Excerpted text:
* * *

Basil is one of the most popular herbs to grow, either in your garden or in containers. The fresh green leaves are used in many types of cooking, such as French, Asian and Italian cuisines. Unlike many other herbs, basil is easy to grow.
Basil smells terrific, tastes great, and is a snap to grow. Here's how!
- While you can certainly use cuttings or basil plants from a nursery, growing basil from seeds will actually give you better results. The seeds grow quickly, so you'll have your basil plants peeking out from the soil in no time.
- Plant basil seeds or plants in well-drained soil that will stay moist. It's a sun-loving annual, so make sure it gets plenty of sunlight too. Organic matter like compost or manure should be worked into the soil before planting.
- The seeds are ready to plant after the last frost of the season. Plant them about an eighth of an inch deep, and half an inch apart, in rows with about two inches between each row. Fertilize the soil lightly after planting by mixing your fertilizer with water. Repeat this procedure a couple more times throughout the growing season.
- Most varieties of basil will grow to about two feet in height. If you're growing your basil in containers indoors, it will take about five days to germinate. Planting outdoors takes about twice as long for germination.
- Once the plant begins to sprout up and the leaves start to develop, cover the soil with an inch or two of mulch to keep the soil damp and help prevent weeds from appearing near the basil.
- Keep the soil moist, but avoid standing water which can encourage pests and bacteria. Pinch off flower buds as soon as they appear, so your basil plants will get nice and bushy and the leaves will develop well.
- Basil leaves are ready to pick as soon as they appear. The more you harvest, the more leaves will grow!
- If you want your basil plants to resow themselves back into your garden, allow some of the flowers to grow and mature. The seeds in the flowers will drop out and plant themselves in the soil.
- Basil grows very well with tomato plants. The basil helps to repel certain pests that are fond of tomatoes.
Basil leaves can be dried for long-term storage. Simply hang the leaves tied in bunches upside down in a warm, dry place for several days until they are dry and crumbly. Crush the leaves or keep them whole, and store them in an airtight container or zippered plastic bag.

* * *

Recorded data:
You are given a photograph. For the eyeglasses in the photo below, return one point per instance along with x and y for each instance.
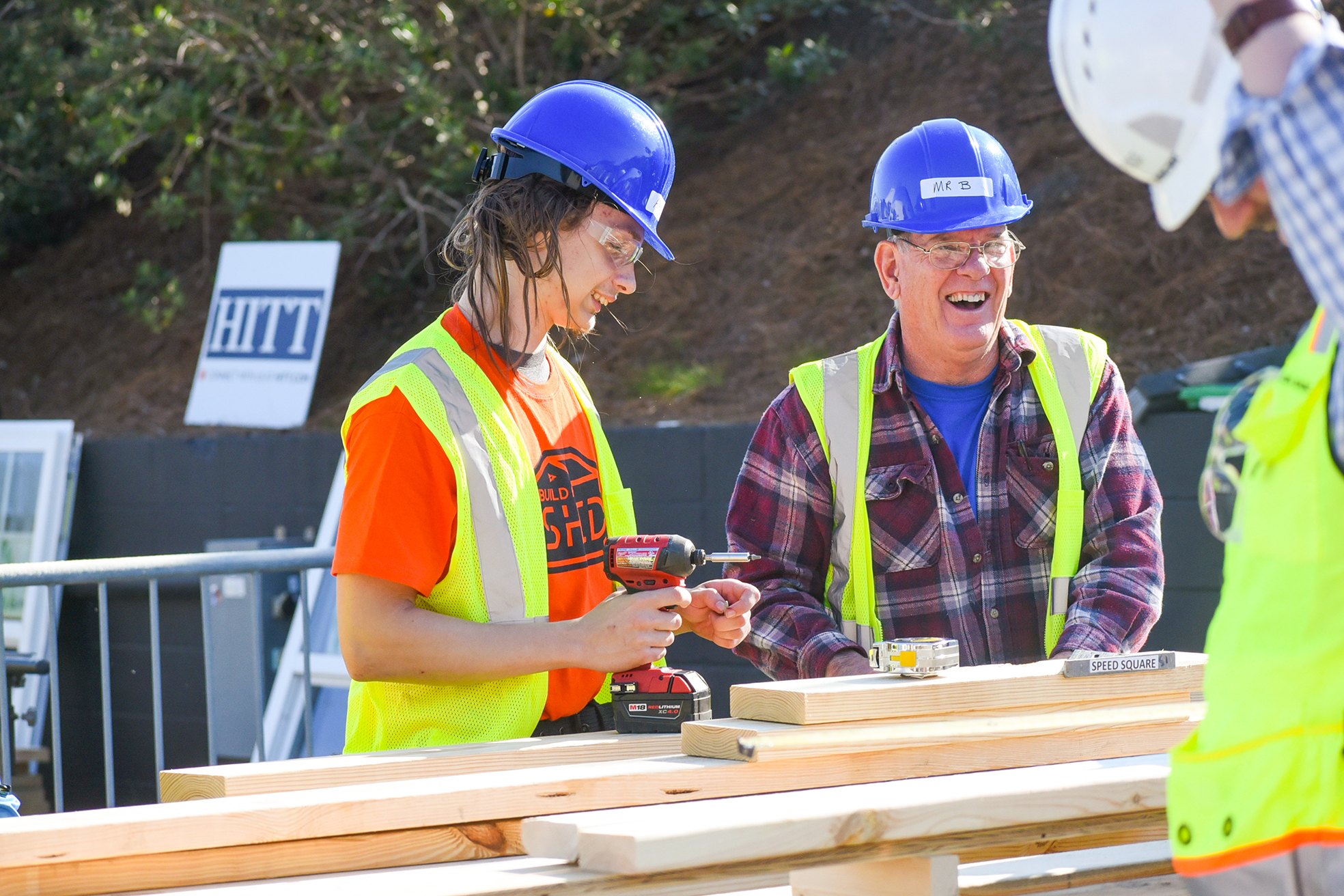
(1002, 251)
(1222, 476)
(623, 251)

* * *

Task to carry out:
Quote the basil guide from "- Once the plant" up to and including "will develop well.". Work only from the basil guide and disregard the material.

Solution:
- Once the plant begins to sprout up and the leaves start to develop, cover the soil with an inch or two of mulch to keep the soil damp and help prevent weeds from appearing near the basil.
- Keep the soil moist, but avoid standing water which can encourage pests and bacteria. Pinch off flower buds as soon as they appear, so your basil plants will get nice and bushy and the leaves will develop well.